Repeat verbatim the lines of the data below, beginning with the line containing "find the notebook on desk" and continuing to the end.

— begin —

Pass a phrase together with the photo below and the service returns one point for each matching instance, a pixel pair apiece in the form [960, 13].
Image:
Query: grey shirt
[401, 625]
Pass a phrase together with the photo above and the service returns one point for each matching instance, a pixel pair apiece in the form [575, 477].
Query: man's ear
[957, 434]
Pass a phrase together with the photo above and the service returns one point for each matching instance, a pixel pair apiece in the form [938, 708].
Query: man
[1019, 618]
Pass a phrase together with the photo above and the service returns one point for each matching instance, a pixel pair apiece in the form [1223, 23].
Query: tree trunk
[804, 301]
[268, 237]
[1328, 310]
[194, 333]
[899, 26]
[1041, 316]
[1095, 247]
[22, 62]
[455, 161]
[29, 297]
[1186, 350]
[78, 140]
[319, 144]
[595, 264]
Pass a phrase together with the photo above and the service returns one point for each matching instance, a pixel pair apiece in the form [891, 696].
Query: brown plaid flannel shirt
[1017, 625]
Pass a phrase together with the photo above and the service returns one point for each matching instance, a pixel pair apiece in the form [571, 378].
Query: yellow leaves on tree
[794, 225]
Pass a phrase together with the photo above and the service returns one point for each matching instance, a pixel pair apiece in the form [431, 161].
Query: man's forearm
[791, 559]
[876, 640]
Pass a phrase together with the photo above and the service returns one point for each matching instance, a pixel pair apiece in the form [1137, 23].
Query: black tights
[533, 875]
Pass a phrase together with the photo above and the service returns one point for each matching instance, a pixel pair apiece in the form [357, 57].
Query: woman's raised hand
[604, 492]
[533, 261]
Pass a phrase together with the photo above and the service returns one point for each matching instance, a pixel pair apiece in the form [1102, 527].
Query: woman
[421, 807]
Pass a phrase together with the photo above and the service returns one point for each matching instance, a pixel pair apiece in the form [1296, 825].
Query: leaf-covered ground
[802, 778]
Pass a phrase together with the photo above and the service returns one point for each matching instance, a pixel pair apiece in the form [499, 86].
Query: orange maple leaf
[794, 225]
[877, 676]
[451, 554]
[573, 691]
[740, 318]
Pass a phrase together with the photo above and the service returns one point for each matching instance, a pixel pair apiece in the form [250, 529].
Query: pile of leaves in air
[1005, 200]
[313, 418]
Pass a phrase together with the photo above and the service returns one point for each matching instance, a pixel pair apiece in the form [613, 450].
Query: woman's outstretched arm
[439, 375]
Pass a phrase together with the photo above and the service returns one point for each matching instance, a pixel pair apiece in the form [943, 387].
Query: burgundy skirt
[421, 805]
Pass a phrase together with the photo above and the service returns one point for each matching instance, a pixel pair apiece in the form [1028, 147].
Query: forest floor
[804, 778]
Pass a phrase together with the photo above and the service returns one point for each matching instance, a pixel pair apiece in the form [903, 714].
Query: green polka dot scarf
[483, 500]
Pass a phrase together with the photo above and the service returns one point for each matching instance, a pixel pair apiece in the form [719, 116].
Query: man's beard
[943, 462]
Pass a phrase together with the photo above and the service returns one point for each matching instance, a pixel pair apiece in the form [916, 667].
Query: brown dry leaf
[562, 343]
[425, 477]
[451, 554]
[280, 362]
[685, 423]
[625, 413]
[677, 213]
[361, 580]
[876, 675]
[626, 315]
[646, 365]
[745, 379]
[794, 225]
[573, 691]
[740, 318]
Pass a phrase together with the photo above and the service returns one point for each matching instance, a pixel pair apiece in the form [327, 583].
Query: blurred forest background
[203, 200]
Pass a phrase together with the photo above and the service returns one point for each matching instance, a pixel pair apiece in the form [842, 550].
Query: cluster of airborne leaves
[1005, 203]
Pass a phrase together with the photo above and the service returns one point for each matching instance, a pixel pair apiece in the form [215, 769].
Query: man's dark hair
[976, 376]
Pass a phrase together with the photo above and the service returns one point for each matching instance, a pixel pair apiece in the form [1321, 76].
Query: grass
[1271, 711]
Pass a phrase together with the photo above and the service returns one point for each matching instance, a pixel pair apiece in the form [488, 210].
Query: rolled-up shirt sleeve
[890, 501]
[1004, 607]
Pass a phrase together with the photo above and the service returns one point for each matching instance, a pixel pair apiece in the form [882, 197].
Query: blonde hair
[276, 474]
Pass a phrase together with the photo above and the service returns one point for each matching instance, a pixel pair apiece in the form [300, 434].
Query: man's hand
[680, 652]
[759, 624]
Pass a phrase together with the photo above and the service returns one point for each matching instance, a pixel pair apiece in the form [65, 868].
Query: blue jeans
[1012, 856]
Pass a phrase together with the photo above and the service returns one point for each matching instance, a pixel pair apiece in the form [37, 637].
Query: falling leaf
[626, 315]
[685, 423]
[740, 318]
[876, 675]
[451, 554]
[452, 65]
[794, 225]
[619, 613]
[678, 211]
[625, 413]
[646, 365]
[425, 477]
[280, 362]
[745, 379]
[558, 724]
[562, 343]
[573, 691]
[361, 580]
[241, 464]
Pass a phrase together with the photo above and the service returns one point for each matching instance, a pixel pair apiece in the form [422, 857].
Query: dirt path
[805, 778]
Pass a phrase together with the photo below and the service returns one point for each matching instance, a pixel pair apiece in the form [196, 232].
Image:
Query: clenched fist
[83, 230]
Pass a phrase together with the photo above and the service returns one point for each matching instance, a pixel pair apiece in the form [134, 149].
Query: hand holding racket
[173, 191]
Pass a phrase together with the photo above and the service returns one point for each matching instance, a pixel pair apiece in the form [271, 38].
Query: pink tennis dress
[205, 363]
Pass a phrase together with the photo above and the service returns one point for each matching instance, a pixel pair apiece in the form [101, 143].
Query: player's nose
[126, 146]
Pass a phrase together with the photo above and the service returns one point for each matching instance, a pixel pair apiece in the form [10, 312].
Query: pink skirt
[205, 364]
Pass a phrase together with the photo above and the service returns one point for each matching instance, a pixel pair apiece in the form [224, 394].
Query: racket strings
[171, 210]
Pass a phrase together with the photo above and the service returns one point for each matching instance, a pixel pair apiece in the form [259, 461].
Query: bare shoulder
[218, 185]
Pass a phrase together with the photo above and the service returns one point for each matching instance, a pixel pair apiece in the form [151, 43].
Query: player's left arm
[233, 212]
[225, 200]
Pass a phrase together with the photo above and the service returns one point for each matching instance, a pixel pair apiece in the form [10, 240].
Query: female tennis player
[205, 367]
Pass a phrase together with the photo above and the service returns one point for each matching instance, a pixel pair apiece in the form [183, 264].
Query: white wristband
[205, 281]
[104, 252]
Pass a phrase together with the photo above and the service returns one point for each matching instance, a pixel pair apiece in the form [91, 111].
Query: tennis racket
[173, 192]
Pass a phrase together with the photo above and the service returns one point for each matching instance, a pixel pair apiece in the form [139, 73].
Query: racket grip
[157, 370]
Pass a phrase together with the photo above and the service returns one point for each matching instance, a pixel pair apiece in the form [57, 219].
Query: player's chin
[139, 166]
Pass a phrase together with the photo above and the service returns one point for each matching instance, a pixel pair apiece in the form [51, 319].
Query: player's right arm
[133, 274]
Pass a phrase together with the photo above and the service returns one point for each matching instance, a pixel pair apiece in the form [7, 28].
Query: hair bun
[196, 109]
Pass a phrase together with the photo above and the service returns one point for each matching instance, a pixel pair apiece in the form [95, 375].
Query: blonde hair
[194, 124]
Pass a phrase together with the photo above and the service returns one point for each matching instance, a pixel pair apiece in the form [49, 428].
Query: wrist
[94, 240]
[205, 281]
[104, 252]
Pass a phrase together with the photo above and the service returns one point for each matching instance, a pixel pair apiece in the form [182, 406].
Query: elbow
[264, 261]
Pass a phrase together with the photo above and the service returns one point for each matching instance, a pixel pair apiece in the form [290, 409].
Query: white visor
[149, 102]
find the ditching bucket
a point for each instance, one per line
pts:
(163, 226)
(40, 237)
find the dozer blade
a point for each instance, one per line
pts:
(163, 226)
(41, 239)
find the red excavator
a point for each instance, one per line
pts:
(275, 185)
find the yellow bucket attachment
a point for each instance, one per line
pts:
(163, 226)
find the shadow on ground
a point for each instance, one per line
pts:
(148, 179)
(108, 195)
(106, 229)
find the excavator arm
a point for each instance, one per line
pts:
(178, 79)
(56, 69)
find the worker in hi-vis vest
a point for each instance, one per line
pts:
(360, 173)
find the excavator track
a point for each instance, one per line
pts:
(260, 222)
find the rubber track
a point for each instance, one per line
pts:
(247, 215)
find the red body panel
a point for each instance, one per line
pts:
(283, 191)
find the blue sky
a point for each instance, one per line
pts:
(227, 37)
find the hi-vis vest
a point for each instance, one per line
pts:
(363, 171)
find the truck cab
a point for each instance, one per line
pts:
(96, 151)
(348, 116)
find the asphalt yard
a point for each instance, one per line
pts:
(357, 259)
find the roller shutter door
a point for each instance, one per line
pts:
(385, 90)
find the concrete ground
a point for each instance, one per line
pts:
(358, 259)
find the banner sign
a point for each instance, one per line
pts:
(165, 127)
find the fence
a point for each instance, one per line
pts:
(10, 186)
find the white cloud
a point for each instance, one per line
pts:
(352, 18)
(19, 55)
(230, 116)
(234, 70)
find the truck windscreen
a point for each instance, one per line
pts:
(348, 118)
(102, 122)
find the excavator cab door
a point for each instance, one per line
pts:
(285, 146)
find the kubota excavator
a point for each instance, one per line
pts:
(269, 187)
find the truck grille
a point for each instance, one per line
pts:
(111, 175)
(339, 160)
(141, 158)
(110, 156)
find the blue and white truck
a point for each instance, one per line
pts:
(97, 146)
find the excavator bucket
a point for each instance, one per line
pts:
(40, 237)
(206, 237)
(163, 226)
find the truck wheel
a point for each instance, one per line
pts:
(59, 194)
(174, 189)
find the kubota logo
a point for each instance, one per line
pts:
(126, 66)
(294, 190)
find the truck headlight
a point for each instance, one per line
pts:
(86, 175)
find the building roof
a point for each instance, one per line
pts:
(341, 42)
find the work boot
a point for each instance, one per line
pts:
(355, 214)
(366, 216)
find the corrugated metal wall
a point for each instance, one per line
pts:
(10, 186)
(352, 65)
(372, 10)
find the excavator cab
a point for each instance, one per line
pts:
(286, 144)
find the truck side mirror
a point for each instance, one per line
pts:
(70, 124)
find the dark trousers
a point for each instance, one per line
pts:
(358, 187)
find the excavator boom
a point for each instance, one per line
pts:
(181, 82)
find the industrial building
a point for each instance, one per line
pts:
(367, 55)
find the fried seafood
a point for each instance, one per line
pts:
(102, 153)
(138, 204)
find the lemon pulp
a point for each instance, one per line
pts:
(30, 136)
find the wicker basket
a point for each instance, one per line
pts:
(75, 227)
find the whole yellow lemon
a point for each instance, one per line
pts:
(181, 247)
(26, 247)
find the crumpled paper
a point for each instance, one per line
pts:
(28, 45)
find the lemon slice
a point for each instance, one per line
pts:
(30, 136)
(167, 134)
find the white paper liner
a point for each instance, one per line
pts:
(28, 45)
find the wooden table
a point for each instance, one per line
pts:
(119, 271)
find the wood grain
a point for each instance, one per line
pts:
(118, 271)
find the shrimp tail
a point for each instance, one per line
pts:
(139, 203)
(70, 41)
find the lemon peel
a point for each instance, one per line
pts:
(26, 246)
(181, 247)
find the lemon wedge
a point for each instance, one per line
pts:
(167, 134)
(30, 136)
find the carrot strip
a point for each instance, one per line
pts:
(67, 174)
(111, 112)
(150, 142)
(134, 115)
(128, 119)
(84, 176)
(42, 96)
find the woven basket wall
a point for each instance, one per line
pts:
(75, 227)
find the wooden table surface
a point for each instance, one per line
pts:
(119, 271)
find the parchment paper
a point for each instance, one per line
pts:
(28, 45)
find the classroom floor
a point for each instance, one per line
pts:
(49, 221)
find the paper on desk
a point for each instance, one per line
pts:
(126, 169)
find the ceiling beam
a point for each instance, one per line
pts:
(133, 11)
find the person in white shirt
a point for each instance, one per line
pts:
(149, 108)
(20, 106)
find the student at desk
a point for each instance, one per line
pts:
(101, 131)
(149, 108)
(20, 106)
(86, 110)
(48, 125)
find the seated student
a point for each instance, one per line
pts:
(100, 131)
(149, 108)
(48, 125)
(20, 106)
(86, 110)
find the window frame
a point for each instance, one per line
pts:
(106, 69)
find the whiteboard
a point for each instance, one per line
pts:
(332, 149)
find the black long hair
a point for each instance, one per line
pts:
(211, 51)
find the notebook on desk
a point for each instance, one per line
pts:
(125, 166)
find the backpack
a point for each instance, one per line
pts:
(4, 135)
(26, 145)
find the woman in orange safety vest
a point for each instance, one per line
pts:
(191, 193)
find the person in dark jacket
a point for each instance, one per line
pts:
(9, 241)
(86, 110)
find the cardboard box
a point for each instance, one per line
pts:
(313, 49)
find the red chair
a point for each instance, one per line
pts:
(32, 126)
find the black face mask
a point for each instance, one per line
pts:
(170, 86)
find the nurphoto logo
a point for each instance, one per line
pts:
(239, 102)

— end —

> [Correct result]
find the notebook on desk
a point for each instance, one per line
pts:
(125, 166)
find the backpack
a point for each instance, one per line
pts:
(4, 135)
(26, 145)
find the woman in orange safety vest
a point for each instance, one per line
pts:
(191, 193)
find the person in dark jacket
a point for each instance, one per line
pts:
(9, 241)
(86, 110)
find the cardboard box
a point for each instance, one per line
pts:
(313, 49)
find the red chair
a point for each instance, one per line
pts:
(32, 126)
find the black face mask
a point for each instance, one per line
pts:
(170, 86)
find the nurphoto logo
a point for each instance, one per line
pts:
(239, 102)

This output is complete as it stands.